### Direction A
Reproduce word for word the passage of the essay about calling a casual partner "my boyfriend," starting at "But if we’re" and ending at "beginning to buzz.".
### Direction B
Resume the essay about calling a casual partner "my boyfriend," picking up right after its final sentence.
***** Document excerpt
I tug at my earlobe. “My fr… my boyfriend,” I say, the phrase coming out too easily. I feel like a fraud.
“Oh, that’s nice,” the cabdriver says. “He a student here?”
“Sort of,” I say. As we drive I sketch a quick portrait of you, us by extension—how we went to school together, how we’ve known each other for a few years now. The things you’re doing in this city. Every detail feels so familiar, proprietary. It almost doesn’t sound like a lie. It’s fine, right? He’s the only one who thinks you’re my boyfriend.
But if we’re being honest, this isn’t the first time I’ve told this lie before. You weren’t the first and you won’t be the last, if that makes it any better. It’s a fib I’m used to telling, one I like to tell, even, a lie I hold between my teeth until the moment seems right to let it slip. When the stakes aren’t high. When it doesn’t matter who knows, because they’ll disappear just like all evidence of us is supposed to.
When I show up at your house, you kiss me. We fall into bed; we fall into bed four times, the light in your room growing golden and then dissipating, the cicadas beginning to buzz.
I can’t remember the last time I was in a real relationship, one that defined itself as such.
For the past four years, I’ve drifted in and out of fleeting entanglements: sex that came with a shared bed and a kiss on the forehead, but never a traditional relationship’s stamp of respectability. It was always the kind of casual thing that’s a constant iteration of the what-are-we talk, the semantics game, the let’s-not-hold-hands-okay? Dancing around you love me, you love me not.
And it’s just so easy, when you’re not around, pretending I know what you might be. I wonder if it matters. When I’m in San Francisco buying an air plant for one iteration of you and the woman behind the counter asks who it’s for. “My boyfriend,” I say shyly and she laughs, unaware of all the stories I’m not telling.
**********
***** Entries supplied
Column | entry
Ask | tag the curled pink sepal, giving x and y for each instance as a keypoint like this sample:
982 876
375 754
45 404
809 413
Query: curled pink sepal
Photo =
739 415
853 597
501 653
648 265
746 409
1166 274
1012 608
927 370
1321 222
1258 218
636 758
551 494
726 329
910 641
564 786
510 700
**********
### Written reply A
But if we’re being honest, this isn’t the first time I’ve told this lie before. You weren’t the first and you won’t be the last, if that makes it any better. It’s a fib I’m used to telling, one I like to tell, even, a lie I hold between my teeth until the moment seems right to let it slip. When the stakes aren’t high. When it doesn’t matter who knows, because they’ll disappear just like all evidence of us is supposed to.
When I show up at your house, you kiss me. We fall into bed; we fall into bed four times, the light in your room growing golden and then dissipating, the cicadas beginning to buzz.

### Written reply B
When I’m in Portland trying to find the perfect book of poems for another boy from another unnamed thing, asking at the desk for recommendations. “I’m looking for a gift for my boyfriend, do you have anything else like this?” When I’m anywhere without consequence, where I and we are only relevant for a split second.
For a weekend, in your apartment, we make a tiny life together. We cook soup on the stove, I slice carrots, tomatoes, half an onion that makes me cry. You pour blackberry soda over ice, make salad, thaw frozen avocados. You ask me if our soup’s too spicy and hold out the spoon, expectant: when I lean over to taste it, I’m startled at the tenderness of your gesture. This is us, but it isn’t us. We’re playing house. We’re not together.
At a coffee shop, the barista asks me if we’re together. You’ve already left, so I savor the lie, playing it light; I’m not going to give him a five-minute history.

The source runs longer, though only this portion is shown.